[REQUIRED TASK]: Show every line of the material below that contains the string "wall", with case counting.

[DATASET CONTENT]:
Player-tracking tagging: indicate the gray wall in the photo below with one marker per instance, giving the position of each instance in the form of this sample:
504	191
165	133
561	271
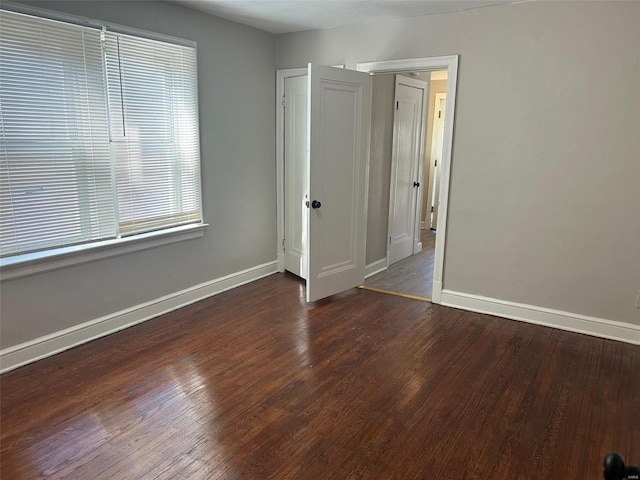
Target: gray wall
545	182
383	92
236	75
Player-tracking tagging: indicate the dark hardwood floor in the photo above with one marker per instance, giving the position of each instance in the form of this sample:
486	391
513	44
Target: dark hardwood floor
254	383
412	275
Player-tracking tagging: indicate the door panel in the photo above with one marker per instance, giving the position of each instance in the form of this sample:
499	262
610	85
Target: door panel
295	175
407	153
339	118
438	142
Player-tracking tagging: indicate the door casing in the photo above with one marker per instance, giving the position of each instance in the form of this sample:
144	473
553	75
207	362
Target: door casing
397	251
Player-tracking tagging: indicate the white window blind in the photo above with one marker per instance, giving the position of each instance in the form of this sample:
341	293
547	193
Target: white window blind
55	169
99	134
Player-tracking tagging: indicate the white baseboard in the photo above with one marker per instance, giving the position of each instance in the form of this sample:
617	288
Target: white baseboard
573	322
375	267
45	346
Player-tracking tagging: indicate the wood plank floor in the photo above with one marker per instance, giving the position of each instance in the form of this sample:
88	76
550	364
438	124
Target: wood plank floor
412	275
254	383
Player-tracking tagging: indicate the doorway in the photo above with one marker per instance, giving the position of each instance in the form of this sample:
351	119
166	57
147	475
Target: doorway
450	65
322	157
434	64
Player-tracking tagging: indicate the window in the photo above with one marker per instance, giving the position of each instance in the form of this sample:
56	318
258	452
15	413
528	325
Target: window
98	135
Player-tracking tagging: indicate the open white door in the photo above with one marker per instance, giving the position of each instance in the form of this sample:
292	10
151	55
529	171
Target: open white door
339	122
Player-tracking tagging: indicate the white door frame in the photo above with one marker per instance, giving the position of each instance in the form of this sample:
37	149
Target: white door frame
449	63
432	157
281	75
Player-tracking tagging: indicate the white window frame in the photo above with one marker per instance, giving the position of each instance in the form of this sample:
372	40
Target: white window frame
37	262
--
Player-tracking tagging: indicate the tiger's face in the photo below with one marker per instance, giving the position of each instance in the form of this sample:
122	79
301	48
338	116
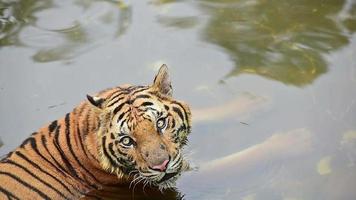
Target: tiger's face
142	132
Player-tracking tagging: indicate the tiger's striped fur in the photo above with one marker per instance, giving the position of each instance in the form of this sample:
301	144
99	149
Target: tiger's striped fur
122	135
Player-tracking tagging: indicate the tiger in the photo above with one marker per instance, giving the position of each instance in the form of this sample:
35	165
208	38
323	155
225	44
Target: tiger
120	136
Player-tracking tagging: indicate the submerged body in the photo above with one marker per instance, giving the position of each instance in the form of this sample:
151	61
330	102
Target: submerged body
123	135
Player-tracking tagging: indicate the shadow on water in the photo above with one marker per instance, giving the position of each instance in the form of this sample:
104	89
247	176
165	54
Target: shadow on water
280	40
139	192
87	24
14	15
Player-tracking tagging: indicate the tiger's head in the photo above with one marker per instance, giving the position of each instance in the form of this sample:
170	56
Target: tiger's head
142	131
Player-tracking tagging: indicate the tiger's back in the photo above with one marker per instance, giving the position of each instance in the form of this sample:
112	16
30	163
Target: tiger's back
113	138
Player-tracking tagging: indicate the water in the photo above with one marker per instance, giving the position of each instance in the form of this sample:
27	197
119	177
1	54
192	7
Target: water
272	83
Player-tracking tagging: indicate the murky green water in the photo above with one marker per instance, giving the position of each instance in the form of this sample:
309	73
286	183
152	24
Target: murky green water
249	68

[CORRECT ANSWER]:
Player-tracking tagging: indicate the gray wall in the photo below with one marker per instance, giving the position of each instance in the form of this sample:
Target: gray wall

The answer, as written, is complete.